- _Set exercise_
Collect each line from the rows below that contains the word "yellow" and list those lines.

- _Material provided_
++++++++

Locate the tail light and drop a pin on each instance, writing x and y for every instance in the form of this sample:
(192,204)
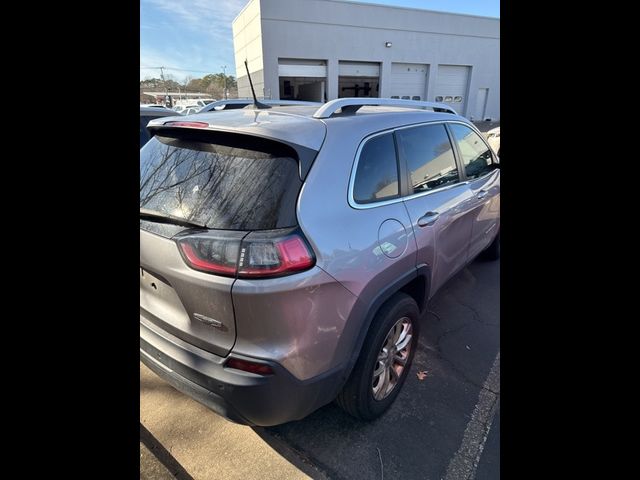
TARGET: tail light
(247,366)
(258,254)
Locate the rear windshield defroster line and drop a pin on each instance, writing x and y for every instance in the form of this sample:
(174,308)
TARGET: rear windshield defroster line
(227,185)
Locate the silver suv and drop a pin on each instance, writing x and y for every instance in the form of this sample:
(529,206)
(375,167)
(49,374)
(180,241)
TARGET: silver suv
(287,253)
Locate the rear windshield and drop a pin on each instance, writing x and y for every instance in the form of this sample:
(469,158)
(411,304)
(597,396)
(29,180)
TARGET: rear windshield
(144,133)
(234,183)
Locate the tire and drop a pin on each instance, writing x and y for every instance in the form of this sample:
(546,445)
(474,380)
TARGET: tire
(358,397)
(493,251)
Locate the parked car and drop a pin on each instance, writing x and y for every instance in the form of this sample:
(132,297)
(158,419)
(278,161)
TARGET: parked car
(146,115)
(237,103)
(493,137)
(190,110)
(286,256)
(154,105)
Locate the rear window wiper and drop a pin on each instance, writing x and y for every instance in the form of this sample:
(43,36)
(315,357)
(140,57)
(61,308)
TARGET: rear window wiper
(160,217)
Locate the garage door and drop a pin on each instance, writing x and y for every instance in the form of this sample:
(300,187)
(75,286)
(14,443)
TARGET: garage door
(358,69)
(358,79)
(409,80)
(288,67)
(452,86)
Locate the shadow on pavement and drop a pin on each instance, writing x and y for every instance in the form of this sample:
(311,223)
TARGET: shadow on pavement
(163,455)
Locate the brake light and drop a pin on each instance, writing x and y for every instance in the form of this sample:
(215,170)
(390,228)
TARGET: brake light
(260,258)
(187,124)
(259,254)
(212,252)
(247,366)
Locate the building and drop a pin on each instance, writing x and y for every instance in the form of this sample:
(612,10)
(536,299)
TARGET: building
(325,49)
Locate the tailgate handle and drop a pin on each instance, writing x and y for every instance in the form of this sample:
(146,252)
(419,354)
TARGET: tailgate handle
(208,320)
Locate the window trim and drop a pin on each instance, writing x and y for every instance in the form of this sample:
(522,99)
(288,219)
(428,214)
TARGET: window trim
(399,173)
(403,174)
(458,153)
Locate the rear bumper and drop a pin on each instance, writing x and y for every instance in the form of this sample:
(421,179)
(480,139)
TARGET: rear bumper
(239,396)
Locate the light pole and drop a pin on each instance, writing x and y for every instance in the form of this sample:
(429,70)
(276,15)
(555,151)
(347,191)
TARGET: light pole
(224,73)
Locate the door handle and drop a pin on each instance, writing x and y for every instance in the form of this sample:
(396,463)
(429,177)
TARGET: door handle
(429,218)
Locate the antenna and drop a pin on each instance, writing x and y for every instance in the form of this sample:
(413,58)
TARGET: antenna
(256,103)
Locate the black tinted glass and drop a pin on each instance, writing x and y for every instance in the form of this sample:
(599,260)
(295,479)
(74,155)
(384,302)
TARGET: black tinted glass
(476,156)
(377,173)
(429,157)
(221,186)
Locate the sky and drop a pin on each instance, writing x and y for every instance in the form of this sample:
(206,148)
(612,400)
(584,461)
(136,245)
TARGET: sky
(193,37)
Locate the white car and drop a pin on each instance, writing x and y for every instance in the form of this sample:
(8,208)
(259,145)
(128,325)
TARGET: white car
(493,137)
(189,109)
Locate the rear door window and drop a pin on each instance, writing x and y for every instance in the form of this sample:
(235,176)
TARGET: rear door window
(475,154)
(429,156)
(233,182)
(376,176)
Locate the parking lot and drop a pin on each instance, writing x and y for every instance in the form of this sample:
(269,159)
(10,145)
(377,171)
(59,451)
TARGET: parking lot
(444,426)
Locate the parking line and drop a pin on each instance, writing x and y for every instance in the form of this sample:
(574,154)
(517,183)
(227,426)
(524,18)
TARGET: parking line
(464,463)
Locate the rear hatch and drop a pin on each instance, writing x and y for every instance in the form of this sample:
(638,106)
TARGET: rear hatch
(201,194)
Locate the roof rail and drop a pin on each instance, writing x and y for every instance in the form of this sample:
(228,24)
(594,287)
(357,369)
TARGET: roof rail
(353,104)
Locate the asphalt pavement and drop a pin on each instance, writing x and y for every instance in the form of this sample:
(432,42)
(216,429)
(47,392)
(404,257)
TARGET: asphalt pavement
(444,426)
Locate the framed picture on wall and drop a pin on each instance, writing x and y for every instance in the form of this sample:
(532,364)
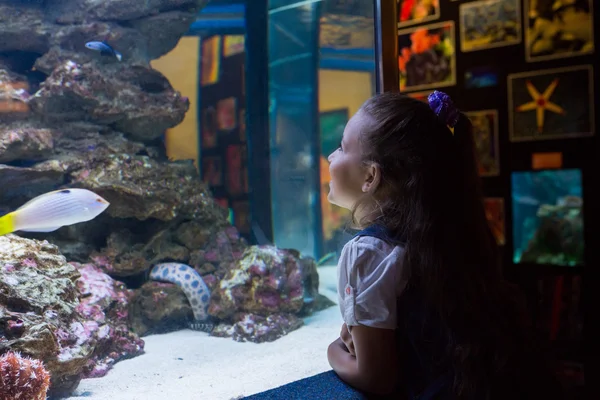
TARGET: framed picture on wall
(211,60)
(235,182)
(486,24)
(427,56)
(422,96)
(494,212)
(551,104)
(242,124)
(412,12)
(212,171)
(558,29)
(485,135)
(227,114)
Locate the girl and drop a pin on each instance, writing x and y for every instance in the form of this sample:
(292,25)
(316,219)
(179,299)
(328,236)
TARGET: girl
(427,313)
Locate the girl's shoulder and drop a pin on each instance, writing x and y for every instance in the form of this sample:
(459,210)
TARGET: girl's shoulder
(373,248)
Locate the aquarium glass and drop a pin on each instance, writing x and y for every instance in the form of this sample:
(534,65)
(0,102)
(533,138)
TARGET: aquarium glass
(547,217)
(164,225)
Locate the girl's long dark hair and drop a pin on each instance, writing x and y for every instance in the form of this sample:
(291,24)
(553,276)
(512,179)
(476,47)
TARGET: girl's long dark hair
(431,194)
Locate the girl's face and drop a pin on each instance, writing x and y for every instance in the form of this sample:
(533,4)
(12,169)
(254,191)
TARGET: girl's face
(349,177)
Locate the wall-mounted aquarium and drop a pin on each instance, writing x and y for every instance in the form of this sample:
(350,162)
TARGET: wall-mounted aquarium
(547,217)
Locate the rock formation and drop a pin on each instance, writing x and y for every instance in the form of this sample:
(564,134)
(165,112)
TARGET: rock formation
(77,299)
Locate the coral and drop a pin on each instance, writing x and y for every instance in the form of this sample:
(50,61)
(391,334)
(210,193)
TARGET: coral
(558,238)
(247,327)
(72,317)
(189,281)
(159,307)
(105,307)
(22,378)
(82,92)
(264,281)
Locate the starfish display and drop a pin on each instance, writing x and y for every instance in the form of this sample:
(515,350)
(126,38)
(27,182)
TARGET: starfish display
(541,103)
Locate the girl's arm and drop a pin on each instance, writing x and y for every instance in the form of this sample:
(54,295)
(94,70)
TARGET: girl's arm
(375,367)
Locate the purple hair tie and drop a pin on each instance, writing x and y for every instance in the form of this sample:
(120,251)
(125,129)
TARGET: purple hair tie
(444,108)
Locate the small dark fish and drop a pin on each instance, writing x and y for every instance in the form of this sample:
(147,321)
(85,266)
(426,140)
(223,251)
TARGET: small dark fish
(104,48)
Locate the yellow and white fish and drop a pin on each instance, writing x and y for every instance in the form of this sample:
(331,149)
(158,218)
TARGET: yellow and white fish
(51,211)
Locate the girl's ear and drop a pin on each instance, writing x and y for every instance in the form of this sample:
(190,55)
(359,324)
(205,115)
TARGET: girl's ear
(372,177)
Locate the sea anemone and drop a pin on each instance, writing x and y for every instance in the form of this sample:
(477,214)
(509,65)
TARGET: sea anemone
(22,378)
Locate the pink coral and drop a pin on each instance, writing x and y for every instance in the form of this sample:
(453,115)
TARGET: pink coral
(22,378)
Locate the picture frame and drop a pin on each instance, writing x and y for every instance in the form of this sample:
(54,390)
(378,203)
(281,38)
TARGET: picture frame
(495,214)
(425,12)
(574,26)
(486,137)
(418,46)
(475,37)
(566,95)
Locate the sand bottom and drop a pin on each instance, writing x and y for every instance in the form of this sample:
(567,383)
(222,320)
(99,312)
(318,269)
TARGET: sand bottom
(189,365)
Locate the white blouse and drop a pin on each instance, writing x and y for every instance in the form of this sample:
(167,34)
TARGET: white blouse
(369,282)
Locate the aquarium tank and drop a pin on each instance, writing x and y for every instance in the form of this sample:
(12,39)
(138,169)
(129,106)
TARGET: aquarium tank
(164,225)
(547,212)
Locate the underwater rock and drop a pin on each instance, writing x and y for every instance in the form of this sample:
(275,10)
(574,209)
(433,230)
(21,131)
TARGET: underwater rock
(105,306)
(83,92)
(159,307)
(141,187)
(558,238)
(249,327)
(22,378)
(264,281)
(223,248)
(28,182)
(70,316)
(129,254)
(89,141)
(24,141)
(38,293)
(74,11)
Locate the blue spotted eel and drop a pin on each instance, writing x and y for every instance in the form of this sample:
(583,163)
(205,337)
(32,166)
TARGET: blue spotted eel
(193,286)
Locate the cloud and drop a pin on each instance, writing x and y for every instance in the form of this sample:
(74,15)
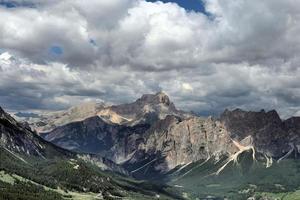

++++++++

- _Response_
Locate the yellow and white fish and drop a pin on each instance, writing x and y for every instance in the form of this sample:
TARGET: yellow and white fish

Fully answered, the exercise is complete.